JOB
Convert the entries below into a Markdown table with the columns Row and Line. Give each non-blank line its own numbered row.

------------------------------------------------------------------------

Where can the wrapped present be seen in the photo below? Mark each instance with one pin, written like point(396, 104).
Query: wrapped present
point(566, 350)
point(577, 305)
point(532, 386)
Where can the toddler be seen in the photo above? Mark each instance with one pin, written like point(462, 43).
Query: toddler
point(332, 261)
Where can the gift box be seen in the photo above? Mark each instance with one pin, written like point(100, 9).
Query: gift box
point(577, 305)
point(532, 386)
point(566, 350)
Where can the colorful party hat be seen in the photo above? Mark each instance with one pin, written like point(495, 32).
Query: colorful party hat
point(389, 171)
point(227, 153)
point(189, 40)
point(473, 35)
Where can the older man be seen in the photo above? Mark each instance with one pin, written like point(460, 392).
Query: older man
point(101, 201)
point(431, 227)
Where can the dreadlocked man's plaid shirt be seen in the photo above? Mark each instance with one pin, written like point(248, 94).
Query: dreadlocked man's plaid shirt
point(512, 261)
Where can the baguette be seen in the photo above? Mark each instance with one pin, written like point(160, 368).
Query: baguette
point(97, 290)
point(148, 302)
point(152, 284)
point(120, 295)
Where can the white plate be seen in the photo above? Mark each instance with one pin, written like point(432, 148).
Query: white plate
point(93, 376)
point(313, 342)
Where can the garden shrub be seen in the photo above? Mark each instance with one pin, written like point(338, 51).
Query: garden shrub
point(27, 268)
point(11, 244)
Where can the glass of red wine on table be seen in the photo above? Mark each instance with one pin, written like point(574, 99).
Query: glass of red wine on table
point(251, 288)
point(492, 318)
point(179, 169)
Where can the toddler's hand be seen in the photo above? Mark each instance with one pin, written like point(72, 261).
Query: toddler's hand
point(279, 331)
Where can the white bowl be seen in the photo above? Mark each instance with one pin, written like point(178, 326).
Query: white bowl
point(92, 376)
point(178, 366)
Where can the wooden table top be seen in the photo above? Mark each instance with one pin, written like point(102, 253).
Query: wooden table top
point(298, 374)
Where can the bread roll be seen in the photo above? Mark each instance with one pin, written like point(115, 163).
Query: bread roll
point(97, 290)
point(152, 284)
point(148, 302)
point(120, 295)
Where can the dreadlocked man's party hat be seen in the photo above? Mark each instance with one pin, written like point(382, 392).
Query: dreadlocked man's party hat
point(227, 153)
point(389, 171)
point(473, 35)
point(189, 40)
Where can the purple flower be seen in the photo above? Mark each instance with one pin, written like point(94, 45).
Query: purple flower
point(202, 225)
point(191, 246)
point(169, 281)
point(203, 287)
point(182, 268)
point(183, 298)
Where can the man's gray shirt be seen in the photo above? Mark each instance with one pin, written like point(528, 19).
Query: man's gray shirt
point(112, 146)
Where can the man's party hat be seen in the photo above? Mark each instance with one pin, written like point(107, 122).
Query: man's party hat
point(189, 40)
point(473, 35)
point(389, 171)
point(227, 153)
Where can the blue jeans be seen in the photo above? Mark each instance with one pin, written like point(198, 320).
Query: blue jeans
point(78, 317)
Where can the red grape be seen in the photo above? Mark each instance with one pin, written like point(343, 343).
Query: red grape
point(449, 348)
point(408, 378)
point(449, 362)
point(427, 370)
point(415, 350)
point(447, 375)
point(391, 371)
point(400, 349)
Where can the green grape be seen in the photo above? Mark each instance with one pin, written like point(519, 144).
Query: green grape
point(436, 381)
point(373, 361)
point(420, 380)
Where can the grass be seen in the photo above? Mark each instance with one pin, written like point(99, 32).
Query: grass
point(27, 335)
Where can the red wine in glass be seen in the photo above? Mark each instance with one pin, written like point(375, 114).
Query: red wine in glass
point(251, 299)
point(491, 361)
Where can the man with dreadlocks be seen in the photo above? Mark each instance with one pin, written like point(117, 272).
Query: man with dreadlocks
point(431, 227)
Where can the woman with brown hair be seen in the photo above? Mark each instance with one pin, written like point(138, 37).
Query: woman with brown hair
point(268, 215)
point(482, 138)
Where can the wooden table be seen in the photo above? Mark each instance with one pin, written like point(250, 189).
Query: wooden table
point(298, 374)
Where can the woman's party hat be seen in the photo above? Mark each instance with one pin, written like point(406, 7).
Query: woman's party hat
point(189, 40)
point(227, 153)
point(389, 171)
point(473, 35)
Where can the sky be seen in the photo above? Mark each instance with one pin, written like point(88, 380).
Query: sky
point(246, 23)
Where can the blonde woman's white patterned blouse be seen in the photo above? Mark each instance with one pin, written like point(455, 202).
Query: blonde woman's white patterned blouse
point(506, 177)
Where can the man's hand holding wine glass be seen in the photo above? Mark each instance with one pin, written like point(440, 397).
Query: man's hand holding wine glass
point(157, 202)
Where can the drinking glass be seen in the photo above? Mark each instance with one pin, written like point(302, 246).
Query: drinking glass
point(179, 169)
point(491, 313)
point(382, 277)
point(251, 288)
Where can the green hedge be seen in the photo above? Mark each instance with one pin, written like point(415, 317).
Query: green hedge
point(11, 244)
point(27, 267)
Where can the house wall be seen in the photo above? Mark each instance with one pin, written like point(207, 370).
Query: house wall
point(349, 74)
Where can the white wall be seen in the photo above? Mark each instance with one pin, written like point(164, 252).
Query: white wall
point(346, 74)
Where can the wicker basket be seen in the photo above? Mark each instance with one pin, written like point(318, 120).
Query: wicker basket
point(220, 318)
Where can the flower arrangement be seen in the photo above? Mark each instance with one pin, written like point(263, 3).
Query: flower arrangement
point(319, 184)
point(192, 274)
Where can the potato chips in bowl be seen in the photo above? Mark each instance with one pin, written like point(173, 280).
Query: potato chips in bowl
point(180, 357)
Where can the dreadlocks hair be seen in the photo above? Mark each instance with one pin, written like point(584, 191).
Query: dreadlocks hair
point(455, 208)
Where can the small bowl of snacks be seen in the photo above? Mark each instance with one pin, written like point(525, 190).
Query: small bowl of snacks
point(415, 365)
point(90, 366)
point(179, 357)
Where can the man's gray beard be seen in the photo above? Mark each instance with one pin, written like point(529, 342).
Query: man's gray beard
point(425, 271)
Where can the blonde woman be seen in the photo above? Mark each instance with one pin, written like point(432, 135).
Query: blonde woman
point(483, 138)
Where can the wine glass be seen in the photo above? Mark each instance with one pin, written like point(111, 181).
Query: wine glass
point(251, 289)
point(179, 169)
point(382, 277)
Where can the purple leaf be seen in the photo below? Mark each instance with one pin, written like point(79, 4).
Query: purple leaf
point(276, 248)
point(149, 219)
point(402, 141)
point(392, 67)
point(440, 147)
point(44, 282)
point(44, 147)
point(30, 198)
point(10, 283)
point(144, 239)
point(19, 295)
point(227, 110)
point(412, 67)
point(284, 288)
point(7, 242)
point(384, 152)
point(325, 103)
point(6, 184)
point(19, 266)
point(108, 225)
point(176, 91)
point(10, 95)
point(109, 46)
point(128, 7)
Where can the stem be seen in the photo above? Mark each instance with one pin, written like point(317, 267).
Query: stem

------------------------------------------------------------------------

ANSWER TO THE EXERCISE
| Row | Line |
|---|---|
| 1 | Where can the wrapped present be seen in the photo below? Mark each instance with one pin, written like point(396, 104). |
| 2 | Query: wrapped present |
| 3 | point(566, 350) |
| 4 | point(577, 305) |
| 5 | point(532, 386) |
| 6 | Where can the toddler be seen in the photo above? Mark each instance with one pin, written like point(462, 43). |
| 7 | Query: toddler |
| 8 | point(332, 261) |
| 9 | Where can the gift box be seen in the photo above? Mark each instance with one pin, written like point(100, 9). |
| 10 | Query: gift box |
| 11 | point(577, 305) |
| 12 | point(532, 386) |
| 13 | point(566, 350) |
| 14 | Where can the colorful party hat be seen in the photo above? Mark each instance with one pin, written like point(495, 32). |
| 15 | Query: colorful party hat |
| 16 | point(389, 171) |
| 17 | point(227, 153) |
| 18 | point(189, 40) |
| 19 | point(473, 35) |
| 20 | Where can the older man be seen in the photo above? Mark each instance with one pin, written like point(460, 392). |
| 21 | Query: older man |
| 22 | point(101, 201) |
| 23 | point(431, 227) |
| 24 | Where can the dreadlocked man's plaid shirt be seen in the photo above? Mark each instance with one pin, written like point(248, 94). |
| 25 | Query: dreadlocked man's plaid shirt |
| 26 | point(512, 261) |
| 27 | Where can the baguette be seen in the photo above? Mark each instance with one pin, written like point(160, 368). |
| 28 | Query: baguette |
| 29 | point(97, 290) |
| 30 | point(148, 302) |
| 31 | point(152, 284) |
| 32 | point(120, 295) |
| 33 | Where can the white plate be seen in the photo above? Mark each instance with one pin, written like point(432, 148). |
| 34 | Query: white plate |
| 35 | point(93, 376) |
| 36 | point(313, 342) |
| 37 | Where can the garden shrub be seen in the photo above? Mark each instance with one pin, written like point(338, 51). |
| 38 | Query: garden shrub |
| 39 | point(27, 268) |
| 40 | point(11, 244) |
| 41 | Where can the glass of red wine on table be seen in the photo above? Mark each instance with one pin, written like point(574, 99). |
| 42 | Query: glass of red wine on table |
| 43 | point(251, 288) |
| 44 | point(492, 318) |
| 45 | point(179, 169) |
| 46 | Where can the toddler's hand be seen in the photo above? Mark each instance with one pin, written like point(72, 261). |
| 47 | Query: toddler's hand |
| 48 | point(279, 331) |
| 49 | Where can the white bowl be seen in the photo above? Mark each instance with one pin, written like point(178, 326). |
| 50 | Query: white bowl |
| 51 | point(92, 376) |
| 52 | point(178, 366) |
| 53 | Where can the wooden table top be seen in the photo above? Mark each instance with one pin, written like point(102, 253). |
| 54 | Query: wooden table top |
| 55 | point(298, 374) |
| 56 | Where can the bread roll be seen in the photo above? Mark each instance with one pin, written like point(115, 163). |
| 57 | Query: bread roll |
| 58 | point(97, 290) |
| 59 | point(152, 284) |
| 60 | point(148, 302) |
| 61 | point(120, 295) |
| 62 | Where can the dreadlocked man's party hat be seen in the photo above? Mark each instance with one pin, written like point(382, 392). |
| 63 | Query: dreadlocked man's party hat |
| 64 | point(227, 153) |
| 65 | point(389, 171) |
| 66 | point(473, 35) |
| 67 | point(189, 40) |
| 68 | Where can the purple flower be seen in the photo above? Mark each instance with one pin, written like point(94, 45). |
| 69 | Query: purple flower |
| 70 | point(202, 225) |
| 71 | point(191, 246) |
| 72 | point(169, 281) |
| 73 | point(203, 287) |
| 74 | point(182, 268) |
| 75 | point(183, 298) |
| 76 | Where can the man's gray shirt be seen in the photo above? Mark each instance with one pin, written like point(528, 19). |
| 77 | Query: man's gray shirt |
| 78 | point(112, 146) |
| 79 | Where can the man's party hat be seen in the photo above? Mark each instance with one pin, written like point(107, 122). |
| 80 | Query: man's party hat |
| 81 | point(189, 40) |
| 82 | point(473, 35) |
| 83 | point(389, 171) |
| 84 | point(227, 153) |
| 85 | Where can the blue jeans be seen in the photo above? Mark each instance with one pin, written like point(198, 320). |
| 86 | Query: blue jeans |
| 87 | point(78, 317) |
| 88 | Where can the red grape be seen in the photo above? Mark each instance with one pin, written like point(343, 343). |
| 89 | Query: red grape |
| 90 | point(449, 348) |
| 91 | point(408, 378) |
| 92 | point(449, 362) |
| 93 | point(427, 370) |
| 94 | point(415, 350) |
| 95 | point(447, 375) |
| 96 | point(391, 371) |
| 97 | point(400, 349) |
| 98 | Where can the green grape be seen in the photo above? Mark each instance with one pin, written like point(519, 144). |
| 99 | Query: green grape |
| 100 | point(436, 381) |
| 101 | point(373, 361) |
| 102 | point(420, 380) |
| 103 | Where can the grass be seen in the photo above? Mark each instance with one pin, written like point(99, 32). |
| 104 | Query: grass |
| 105 | point(27, 335) |
| 106 | Where can the red wine in glass be seen in the photo above? Mark each instance with one pin, written like point(375, 114). |
| 107 | Query: red wine in glass |
| 108 | point(251, 299) |
| 109 | point(491, 361) |
| 110 | Where can the man with dreadlocks be seen in the photo above? Mark each instance with one pin, written like point(117, 272). |
| 111 | Query: man with dreadlocks |
| 112 | point(431, 227) |
| 113 | Where can the woman with brown hair be seen in the photo above? Mark each instance with one pin, written like point(138, 37). |
| 114 | Query: woman with brown hair |
| 115 | point(268, 215) |
| 116 | point(482, 138) |
| 117 | Where can the wooden table be seen in the photo above? Mark each instance with one pin, written like point(250, 189). |
| 118 | Query: wooden table |
| 119 | point(298, 374) |
| 120 | Where can the woman's party hat be seen in the photo above? Mark each instance with one pin, written like point(406, 7). |
| 121 | Query: woman's party hat |
| 122 | point(189, 40) |
| 123 | point(227, 153) |
| 124 | point(389, 171) |
| 125 | point(473, 35) |
| 126 | Where can the sky be seen in the photo above? Mark each instance with one pin, written like point(88, 380). |
| 127 | Query: sky |
| 128 | point(246, 23) |
| 129 | Where can the blonde woman's white patterned blouse be seen in the photo above? Mark each instance with one pin, written like point(455, 202). |
| 130 | Query: blonde woman's white patterned blouse |
| 131 | point(506, 177) |
| 132 | Where can the man's hand holding wine glass be seen in the photo above? Mark each instance with one pin, written like point(440, 397). |
| 133 | Query: man's hand holding wine glass |
| 134 | point(157, 202) |
| 135 | Where can the drinking glass be seen in the photo above? Mark each instance with one pin, written like point(302, 246). |
| 136 | Query: drinking glass |
| 137 | point(179, 169) |
| 138 | point(491, 313) |
| 139 | point(382, 277) |
| 140 | point(251, 288) |
| 141 | Where can the green hedge be seen in the photo above? Mark each instance with one pin, written like point(415, 317). |
| 142 | Query: green hedge |
| 143 | point(11, 244) |
| 144 | point(27, 267) |
| 145 | Where can the house wall be seen in the photo above? Mark each instance with one pin, written like point(207, 370). |
| 146 | Query: house wall |
| 147 | point(349, 74) |
| 148 | Where can the white wall be seen in the photo above? Mark each instance with one pin, written like point(164, 252). |
| 149 | Query: white wall |
| 150 | point(346, 74) |
| 151 | Where can the wicker basket be seen in the photo above? Mark each instance with one pin, written like point(318, 120). |
| 152 | Query: wicker basket |
| 153 | point(220, 318) |
| 154 | Where can the flower arrangement be seen in the photo above? Mark each instance with one pin, written like point(263, 3). |
| 155 | Query: flower arrangement |
| 156 | point(319, 184) |
| 157 | point(192, 274) |
| 158 | Where can the potato chips in bowl be seen in the photo above? Mark each instance with one pin, written like point(173, 280). |
| 159 | Query: potato chips in bowl |
| 160 | point(180, 357) |
| 161 | Where can the dreadlocks hair be seen in the photo above? Mark each instance with one pin, written like point(584, 191). |
| 162 | Query: dreadlocks hair |
| 163 | point(455, 208) |
| 164 | Where can the small bowl of snacks be seen in the photo above? Mark each instance with one pin, written like point(525, 190). |
| 165 | Query: small bowl of snacks |
| 166 | point(415, 365) |
| 167 | point(90, 366) |
| 168 | point(179, 357) |
| 169 | Where can the man's gray beard be seen in the photo above? Mark each instance with one pin, written like point(529, 342). |
| 170 | Query: man's gray beard |
| 171 | point(425, 271) |
| 172 | Where can the blonde woman be seen in the photo above? Mark each instance with one pin, written like point(432, 135). |
| 173 | Query: blonde woman |
| 174 | point(483, 138) |
| 175 | Where can the wine glass be seen in the photo above? Mark each instance with one pin, written like point(111, 181). |
| 176 | Query: wine glass |
| 177 | point(251, 289) |
| 178 | point(179, 169) |
| 179 | point(382, 277) |
| 180 | Where can the purple leaf be seen in the photo below? Mark each instance with one pin, written like point(79, 4). |
| 181 | Query: purple leaf |
| 182 | point(276, 248) |
| 183 | point(149, 219) |
| 184 | point(402, 141) |
| 185 | point(392, 67) |
| 186 | point(440, 147) |
| 187 | point(44, 282) |
| 188 | point(44, 147) |
| 189 | point(30, 198) |
| 190 | point(10, 283) |
| 191 | point(144, 239) |
| 192 | point(19, 295) |
| 193 | point(227, 110) |
| 194 | point(412, 67) |
| 195 | point(284, 288) |
| 196 | point(7, 242) |
| 197 | point(384, 152) |
| 198 | point(325, 103) |
| 199 | point(6, 184) |
| 200 | point(19, 266) |
| 201 | point(108, 225) |
| 202 | point(176, 91) |
| 203 | point(10, 95) |
| 204 | point(109, 46) |
| 205 | point(128, 7) |
| 206 | Where can the stem be seen in the photo above? Mark each instance with one pin, written like point(317, 267). |
| 207 | Query: stem |